* [EXERCISE REQUIREMENTS]: In the film program note below, who arranged the processed field recordings that form the score for the Takashi Makino work?

1:00pm @ DCTV Firehouse [tickets]

One of the few artists still earnestly committed to an ideal of grand spectacle, Takashi Makino crafts all-over abstractions that are uniquely overwhelming. Here, color provides the shape, tracing an arc through oscillating fields of mottled not-objective imagery as they modulate steadily from cool blues, purples, and greens into hotter and drier reds, pinks, oranges, and browns, and then back to the initial shades. The score, a deep and unnerving arrangement of processed field recordings by Lasse Marhaug and the great Lawrence English, seems to confirm that the sense of climate catastrophe which emerges isn’t incidental. - Phil Coldiron


Night Walk

(Sogn Koo-yong, 65 min)

* [Items listed in a dataset]:
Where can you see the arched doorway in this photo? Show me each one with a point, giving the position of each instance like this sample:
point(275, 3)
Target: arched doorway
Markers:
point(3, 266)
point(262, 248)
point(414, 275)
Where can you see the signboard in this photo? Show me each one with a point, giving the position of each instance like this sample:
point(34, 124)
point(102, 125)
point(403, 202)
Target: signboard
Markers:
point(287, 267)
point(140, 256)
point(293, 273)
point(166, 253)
--
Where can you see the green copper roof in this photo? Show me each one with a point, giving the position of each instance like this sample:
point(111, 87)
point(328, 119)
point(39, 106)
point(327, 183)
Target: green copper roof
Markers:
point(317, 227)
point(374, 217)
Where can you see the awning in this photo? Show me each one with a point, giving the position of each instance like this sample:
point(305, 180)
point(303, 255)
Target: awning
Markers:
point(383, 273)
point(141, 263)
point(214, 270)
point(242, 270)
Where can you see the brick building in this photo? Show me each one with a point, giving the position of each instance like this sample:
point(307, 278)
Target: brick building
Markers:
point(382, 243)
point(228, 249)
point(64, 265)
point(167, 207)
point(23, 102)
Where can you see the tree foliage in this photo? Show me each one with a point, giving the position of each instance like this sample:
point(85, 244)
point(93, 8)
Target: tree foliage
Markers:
==
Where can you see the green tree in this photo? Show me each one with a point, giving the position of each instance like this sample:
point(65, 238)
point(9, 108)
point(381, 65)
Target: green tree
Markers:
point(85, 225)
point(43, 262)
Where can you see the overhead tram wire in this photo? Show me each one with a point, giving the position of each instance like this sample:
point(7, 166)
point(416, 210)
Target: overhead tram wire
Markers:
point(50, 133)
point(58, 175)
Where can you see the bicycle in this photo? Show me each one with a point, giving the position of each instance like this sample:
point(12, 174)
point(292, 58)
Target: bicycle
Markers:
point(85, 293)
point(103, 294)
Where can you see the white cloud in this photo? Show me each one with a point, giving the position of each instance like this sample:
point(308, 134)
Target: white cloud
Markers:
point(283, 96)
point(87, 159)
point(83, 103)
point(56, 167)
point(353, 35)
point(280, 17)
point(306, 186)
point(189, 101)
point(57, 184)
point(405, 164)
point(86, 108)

* [SOLUTION FOR THIS PROBLEM]: Lasse Marhaug and Lawrence English.